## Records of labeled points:

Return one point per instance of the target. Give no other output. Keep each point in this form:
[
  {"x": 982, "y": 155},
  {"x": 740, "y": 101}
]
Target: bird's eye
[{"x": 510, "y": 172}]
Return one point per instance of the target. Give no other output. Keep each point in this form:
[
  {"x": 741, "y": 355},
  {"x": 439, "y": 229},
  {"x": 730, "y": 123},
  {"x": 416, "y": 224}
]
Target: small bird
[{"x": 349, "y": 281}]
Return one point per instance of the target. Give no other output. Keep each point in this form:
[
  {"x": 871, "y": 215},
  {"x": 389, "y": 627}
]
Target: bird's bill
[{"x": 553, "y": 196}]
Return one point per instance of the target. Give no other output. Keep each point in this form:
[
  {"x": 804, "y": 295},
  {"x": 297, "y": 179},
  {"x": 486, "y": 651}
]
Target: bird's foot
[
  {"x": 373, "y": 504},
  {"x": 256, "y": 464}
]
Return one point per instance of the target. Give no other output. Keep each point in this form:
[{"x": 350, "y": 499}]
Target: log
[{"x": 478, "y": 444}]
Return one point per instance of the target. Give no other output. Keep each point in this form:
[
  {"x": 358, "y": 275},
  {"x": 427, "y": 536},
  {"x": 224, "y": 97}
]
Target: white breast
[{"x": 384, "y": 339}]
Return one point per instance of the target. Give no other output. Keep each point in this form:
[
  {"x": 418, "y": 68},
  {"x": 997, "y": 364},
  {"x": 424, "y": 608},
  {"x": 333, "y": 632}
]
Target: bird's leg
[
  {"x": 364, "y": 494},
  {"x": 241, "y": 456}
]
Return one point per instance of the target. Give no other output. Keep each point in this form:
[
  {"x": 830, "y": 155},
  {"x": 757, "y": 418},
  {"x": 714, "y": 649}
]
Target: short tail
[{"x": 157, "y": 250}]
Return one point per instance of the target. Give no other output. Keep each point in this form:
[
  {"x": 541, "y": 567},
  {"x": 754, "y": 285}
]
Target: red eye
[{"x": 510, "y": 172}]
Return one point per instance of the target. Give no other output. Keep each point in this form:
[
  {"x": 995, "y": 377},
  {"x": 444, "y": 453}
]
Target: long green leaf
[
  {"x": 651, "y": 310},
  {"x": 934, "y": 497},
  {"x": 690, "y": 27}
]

## WHAT IS ASKED:
Output all of the data above without any alteration.

## TASK SOLUTION:
Return one point per instance of the target. Give no other output. Keep each point in this form:
[
  {"x": 982, "y": 155},
  {"x": 740, "y": 101}
]
Target: bird's eye
[{"x": 510, "y": 172}]
Return one point per instance of the target. Give no other output. Keep each point in this form:
[
  {"x": 741, "y": 355},
  {"x": 439, "y": 229},
  {"x": 730, "y": 123},
  {"x": 416, "y": 224}
]
Target: small bird
[{"x": 349, "y": 281}]
Return one point per instance of the target. Give no other output. Keep each point in this form:
[
  {"x": 871, "y": 215},
  {"x": 389, "y": 627}
]
Target: bird's bill
[{"x": 553, "y": 196}]
Return one point per instance of the target. Give no other output. Keep each point in this form:
[
  {"x": 804, "y": 295},
  {"x": 297, "y": 179},
  {"x": 486, "y": 651}
]
Target: bird's foot
[
  {"x": 373, "y": 504},
  {"x": 256, "y": 464}
]
Return one point per instance of the target. Give no other output. Keep each point in this form:
[{"x": 350, "y": 499}]
Target: log
[{"x": 478, "y": 444}]
Return one point per instance of the target. Give no other output. Keep each point in this form:
[
  {"x": 358, "y": 275},
  {"x": 427, "y": 536},
  {"x": 224, "y": 97}
]
Target: white breast
[{"x": 384, "y": 339}]
Return one point per instance of the target. Give no other output. Keep each point in this form:
[
  {"x": 418, "y": 68},
  {"x": 997, "y": 364},
  {"x": 424, "y": 608},
  {"x": 333, "y": 632}
]
Target: bird's leg
[
  {"x": 364, "y": 494},
  {"x": 241, "y": 456}
]
Return one point per instance of the target. Give no other output. Keep each point in this form:
[
  {"x": 830, "y": 155},
  {"x": 757, "y": 418},
  {"x": 714, "y": 649}
]
Target: short tail
[{"x": 157, "y": 250}]
Return one point per instance of the target. Give no other output. Keep each point in this form:
[
  {"x": 541, "y": 567},
  {"x": 754, "y": 285}
]
Target: red eye
[{"x": 510, "y": 172}]
Return one point per instance of the target. Give no other output. Keep each point in this form:
[
  {"x": 995, "y": 377},
  {"x": 444, "y": 453}
]
Target: long green leaf
[
  {"x": 651, "y": 310},
  {"x": 934, "y": 497},
  {"x": 690, "y": 27}
]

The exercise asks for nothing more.